◆ TASK DETAILS ◆
According to the Family Day program, how many pieces make up the Pentram puzzle, and what shape do they form?

◆ EXCERPT ◆
Bridges 2023 Family Day & Math-Art Expo

Chair: Kristóf Fenyvesi
Program Board: Eve Torrence, Carlo H. Sequin, Sujan Shrestha, Shelby Kennedy
Time: 30 July 2023, 1:00 pm–5:00 pm

Location: Paul O’Regan Hall | Floor 1, Halifax Central Library (5440 Spring Garden Road, Halifax NS B3J 1E9)


All events are free and open to the public. No registration is required.

If you have any questions regarding Family Day, don’t hesitate to get in touch with the chair at


Symmetry Seekers: A Puzzle Adventure!
by Helena Verrill

Get ready to dive into the mesmerizing world of crystallographic groups, featuring a fascinating collection of symmetry cards. Your mission is to solve the ultimate puzzle by matching cards with the same symmetry group. While the patterns may differ, the underlying symmetries remain constant. Accompanying these cards are handy information sheets, guiding you in identifying and understanding the various types of symmetry groups. Tick off the identified patterns on the sheet as you progress, witnessing your mastery of symmetry grow. Unleash your inner symmetry detective and let the quest for matching patterns begin!


Kinetic knots
by Mircea Draghicescu

Using elastic wire, the participants will make some decorative objects and kinetic bracelets simply by tying knots. The focus will be on (n,n+1) torus knots which can be tied in hand without any tools, but interested participants can also use some jigs to tie other torus and Turk’s head knots. More details about this activity (and many pictures) can be found in the Bridges workshop paper with the same name.


Origami Snowflakes
by Tatiana Bonch-Osmolovskaya

The workshop encourages creativity, and introduces participants to the art of origami, scientific concepts, and the mesmerizing world of snowflakes. Create your own beautiful 6-fold symmetric snowflakes using Golden Venture origami modules.


Wave Form Cars
By Jay Thakkar and Akhand Jyothi Gupta

A car with a pen in front draws a sine curve when moved forward. Also, changing the top module will result in an another trace, a triangular wave. Further, adjustments to different aspects of the construction lead to changes in the frequency or the amplitude of the waveform. This is driven entirely by the mechanism that is fitted on the front wheels. By additional tweaks to the rear wheels and by shifting the location of where the pen attaches to the overall mechanism, we also design cars that can “draw” linear combinations of the sine and the cosine functions. By additional circles on the car, we can get Fourier series, we can add any number of sinusoids so as to approximate any function.


PENTRAM – the next-level of Tangram
By Emil Simeonov

Pentram, created by Emil Simeonov, is an 8-piece dissection puzzle forming a regular pentagon. Besides the initial task to fill in the pentagon, another form of play is to replicate a shape given only by its silhouette or just to create shapes of different objects, animals, plants etc. by rearranging the pieces. Pentram is based on a regular pentagon and its diagonals (which is sometimes called a pentagram). The fact that the ratio of the sides of the pieces is exactly the golden ratio (a mathematically well-known fact) leads to a multitude of aesthetically appealing silhouettes which can be (re-)created using the Pentram pieces.

◆ Position identification listing ◆
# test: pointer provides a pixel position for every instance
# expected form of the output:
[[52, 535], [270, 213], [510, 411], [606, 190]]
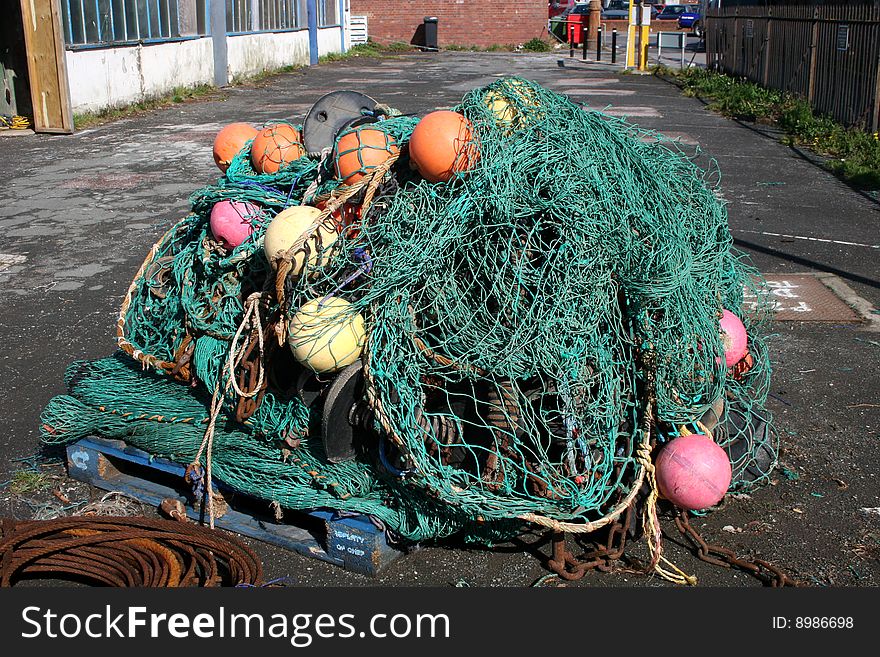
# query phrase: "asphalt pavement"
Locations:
[[78, 213]]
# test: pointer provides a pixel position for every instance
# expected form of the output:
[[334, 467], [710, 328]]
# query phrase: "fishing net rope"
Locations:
[[534, 328]]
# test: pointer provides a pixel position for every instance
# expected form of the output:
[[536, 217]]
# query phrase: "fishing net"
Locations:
[[531, 329]]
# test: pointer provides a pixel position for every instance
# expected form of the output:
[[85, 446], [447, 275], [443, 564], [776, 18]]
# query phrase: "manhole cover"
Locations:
[[801, 298], [8, 260], [104, 181]]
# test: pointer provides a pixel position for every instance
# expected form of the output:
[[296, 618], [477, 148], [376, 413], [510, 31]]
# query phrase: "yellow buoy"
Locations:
[[505, 104], [326, 335], [288, 226]]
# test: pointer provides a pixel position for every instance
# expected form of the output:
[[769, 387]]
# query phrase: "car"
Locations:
[[692, 18], [618, 10], [671, 12]]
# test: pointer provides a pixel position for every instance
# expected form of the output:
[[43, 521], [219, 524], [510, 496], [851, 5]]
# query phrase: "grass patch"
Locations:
[[369, 49], [853, 154], [175, 96], [536, 45], [24, 482]]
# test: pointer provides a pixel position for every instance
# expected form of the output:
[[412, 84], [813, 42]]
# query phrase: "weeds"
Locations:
[[24, 482], [536, 45], [853, 154]]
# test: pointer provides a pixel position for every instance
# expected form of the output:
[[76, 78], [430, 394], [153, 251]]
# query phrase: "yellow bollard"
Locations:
[[643, 47], [631, 37]]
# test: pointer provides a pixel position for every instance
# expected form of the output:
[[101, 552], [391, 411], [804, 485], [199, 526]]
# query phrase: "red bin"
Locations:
[[577, 26]]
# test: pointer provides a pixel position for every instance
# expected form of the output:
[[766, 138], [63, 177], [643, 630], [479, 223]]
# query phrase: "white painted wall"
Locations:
[[248, 54], [112, 77], [329, 40]]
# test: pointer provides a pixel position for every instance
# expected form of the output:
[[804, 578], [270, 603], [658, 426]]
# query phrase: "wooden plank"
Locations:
[[353, 543], [47, 67]]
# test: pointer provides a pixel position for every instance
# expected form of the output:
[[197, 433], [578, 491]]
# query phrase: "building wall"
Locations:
[[461, 22], [111, 77], [251, 53]]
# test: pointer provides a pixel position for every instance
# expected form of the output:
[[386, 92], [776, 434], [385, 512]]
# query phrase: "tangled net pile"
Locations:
[[535, 327]]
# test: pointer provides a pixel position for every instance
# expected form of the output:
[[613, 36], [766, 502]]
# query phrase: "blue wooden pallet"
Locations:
[[354, 543]]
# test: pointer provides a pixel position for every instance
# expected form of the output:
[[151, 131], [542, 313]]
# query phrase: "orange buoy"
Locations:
[[230, 141], [360, 150], [441, 145], [276, 145]]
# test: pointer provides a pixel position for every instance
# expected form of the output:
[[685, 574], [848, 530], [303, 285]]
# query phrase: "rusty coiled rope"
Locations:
[[124, 552]]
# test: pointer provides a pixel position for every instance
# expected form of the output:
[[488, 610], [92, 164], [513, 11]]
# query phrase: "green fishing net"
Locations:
[[528, 325]]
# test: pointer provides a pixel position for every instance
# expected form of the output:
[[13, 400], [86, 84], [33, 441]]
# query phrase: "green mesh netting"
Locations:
[[528, 325]]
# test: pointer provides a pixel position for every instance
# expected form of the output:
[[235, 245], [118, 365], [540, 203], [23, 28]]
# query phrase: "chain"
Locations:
[[727, 558], [569, 567]]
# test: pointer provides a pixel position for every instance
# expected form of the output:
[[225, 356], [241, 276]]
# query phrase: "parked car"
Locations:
[[692, 18], [618, 10], [671, 12]]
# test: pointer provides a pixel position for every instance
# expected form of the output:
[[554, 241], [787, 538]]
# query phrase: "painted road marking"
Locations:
[[646, 112], [798, 297], [678, 137], [804, 237], [598, 92], [8, 260], [583, 83]]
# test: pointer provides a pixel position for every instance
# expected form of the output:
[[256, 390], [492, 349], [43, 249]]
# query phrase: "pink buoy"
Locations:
[[232, 222], [693, 472], [733, 337]]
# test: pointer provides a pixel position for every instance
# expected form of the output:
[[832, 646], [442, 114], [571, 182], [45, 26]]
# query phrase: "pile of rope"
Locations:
[[124, 552], [535, 327]]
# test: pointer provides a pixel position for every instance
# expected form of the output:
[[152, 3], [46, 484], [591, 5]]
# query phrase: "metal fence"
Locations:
[[827, 52], [95, 23]]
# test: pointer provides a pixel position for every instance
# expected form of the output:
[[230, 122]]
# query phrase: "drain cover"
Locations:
[[801, 298]]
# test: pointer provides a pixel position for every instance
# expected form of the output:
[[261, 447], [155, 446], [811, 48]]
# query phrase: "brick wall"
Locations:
[[461, 22]]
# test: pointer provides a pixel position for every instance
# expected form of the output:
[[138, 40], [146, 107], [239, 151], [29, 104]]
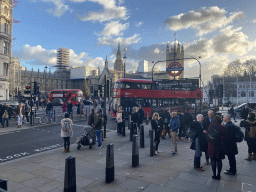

◆ TASK RESULT ◆
Eight pieces, forming a regular pentagon.